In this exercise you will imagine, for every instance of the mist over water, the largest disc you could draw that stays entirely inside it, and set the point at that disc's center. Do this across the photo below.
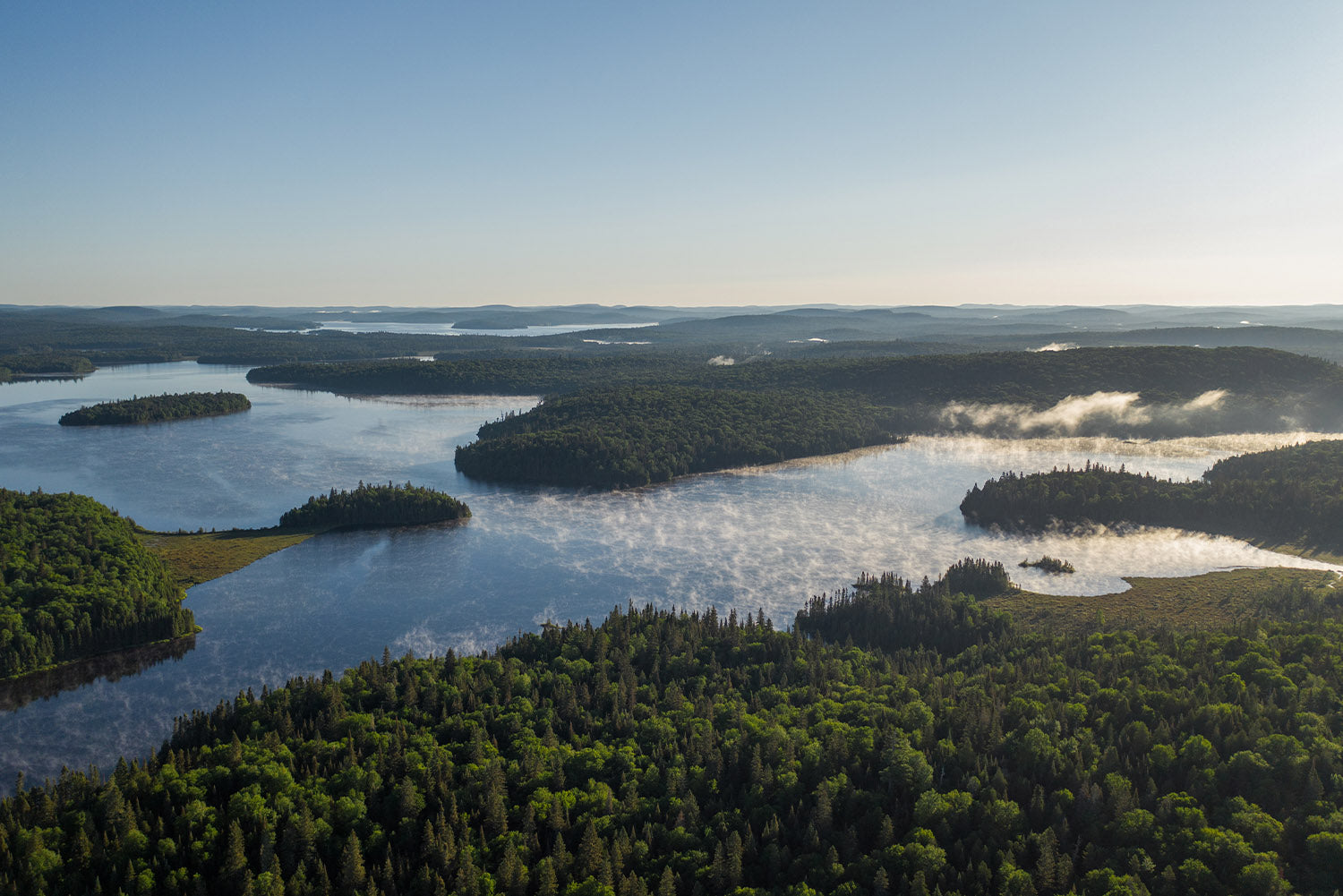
(747, 539)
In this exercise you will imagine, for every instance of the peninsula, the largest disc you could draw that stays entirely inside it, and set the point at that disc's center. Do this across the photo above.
(156, 408)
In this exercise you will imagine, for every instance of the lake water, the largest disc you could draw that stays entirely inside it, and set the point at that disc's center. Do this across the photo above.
(747, 539)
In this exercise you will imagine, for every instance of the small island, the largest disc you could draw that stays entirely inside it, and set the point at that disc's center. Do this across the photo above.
(376, 506)
(1286, 499)
(201, 557)
(155, 408)
(75, 581)
(1048, 565)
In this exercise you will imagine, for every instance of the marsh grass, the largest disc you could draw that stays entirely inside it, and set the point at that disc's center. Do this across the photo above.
(201, 557)
(1209, 601)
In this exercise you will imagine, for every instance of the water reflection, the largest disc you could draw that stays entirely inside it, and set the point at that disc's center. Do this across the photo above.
(746, 539)
(112, 667)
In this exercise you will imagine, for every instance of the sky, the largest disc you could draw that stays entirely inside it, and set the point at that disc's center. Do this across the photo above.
(673, 153)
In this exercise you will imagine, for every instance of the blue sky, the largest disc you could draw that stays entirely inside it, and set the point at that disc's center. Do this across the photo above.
(690, 153)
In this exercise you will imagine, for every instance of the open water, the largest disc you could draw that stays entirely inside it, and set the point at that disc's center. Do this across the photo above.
(747, 539)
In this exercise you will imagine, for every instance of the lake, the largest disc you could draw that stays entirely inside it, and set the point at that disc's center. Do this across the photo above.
(748, 539)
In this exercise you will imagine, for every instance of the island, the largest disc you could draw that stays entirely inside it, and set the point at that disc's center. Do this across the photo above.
(1288, 498)
(201, 557)
(618, 422)
(78, 582)
(155, 408)
(376, 506)
(638, 435)
(896, 739)
(1048, 565)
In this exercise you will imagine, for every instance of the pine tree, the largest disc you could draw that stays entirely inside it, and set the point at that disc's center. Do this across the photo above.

What is being asked:
Put every line of the records above into a Markdown table with two columns, Row and Record text, numbering the rows in order and skipping blank lines. Leave the pictures out of the table.

Task answer:
| Row | Record text |
|---|---|
| 1 | In this exercise you will imagine, for every instance of the mist over water, the largest disc you could draw that stays entirely inside it, and set the point at that disc's center. Do this across the photo below. |
| 2 | (747, 539) |
| 3 | In this exercise you will imagine, for every instance of the peninsula, the largest disc you could draw that stays entirely inside it, and set the point at that disc's center. Do this across the photo above. |
| 4 | (156, 408) |
| 5 | In this exercise you will imagine, for every instance of the lake water, the largest disc you could draw that stays entirely inside it, and set the point at that disc's center. Do this across the photo above. |
| 6 | (747, 539) |
| 7 | In this exercise you will imagine, for every instance of the small island, the largest disc you could draw that stays entirely inside it, and set the point at that disc's center. Do this across the photo above. |
| 8 | (376, 506) |
| 9 | (1286, 499) |
| 10 | (201, 557) |
| 11 | (155, 408) |
| 12 | (75, 581) |
| 13 | (1048, 565) |
| 14 | In this exercise you will imagine, for every instance of the marsh grass, the largest disc you could draw that stays entirely inside it, and set the point at that disc's center. Do this across the photo above. |
| 15 | (201, 557) |
| 16 | (1209, 601) |
| 17 | In this exercise you will imagine, for every instance of the water reflection, the largest disc you could draw that stays entirely inside it, and set the point at that disc's center. Do this across the photo above. |
| 18 | (746, 539) |
| 19 | (112, 667) |
| 20 | In this exercise you will imagine, for every instance of the sky, the largest disc you could draw that stays entirely inside it, and set the point at that disc's center. Do this across the photo above. |
| 21 | (673, 153) |
| 22 | In this exercise you will imagine, for every instance of the blue sky, the largest disc you could draw that stays entirely inside it, and set the point at that disc's center. Do this across the photo above. |
| 23 | (690, 153) |
| 24 | In this exercise you will imagine, for every instance of the open water, the largest disc you could draw that stays entirely inside it, and set the point at that disc's center. Do this across the photo above. |
| 25 | (747, 539) |
| 26 | In this exercise you will imagine, for every instance of the lake, the largest disc you could draw that stays entirely inside it, and set the point at that disc's center. Do this across the photo above. |
| 27 | (748, 539) |
| 28 | In this exercise you will imagine, for every instance of the island, the largest disc you could draw that stays entirely inside it, and set the point at that disc's center. Do this across the photo above. |
| 29 | (1288, 498) |
| 30 | (201, 557) |
| 31 | (618, 422) |
| 32 | (78, 582) |
| 33 | (155, 408) |
| 34 | (376, 506) |
| 35 | (638, 435) |
| 36 | (896, 739) |
| 37 | (1048, 565) |
| 38 | In this exercise you will imagine, for every instance of the pine tree, the largest disc you could draw that stays entirely inside it, and set the point at that disc's center. Do this across the photo above. |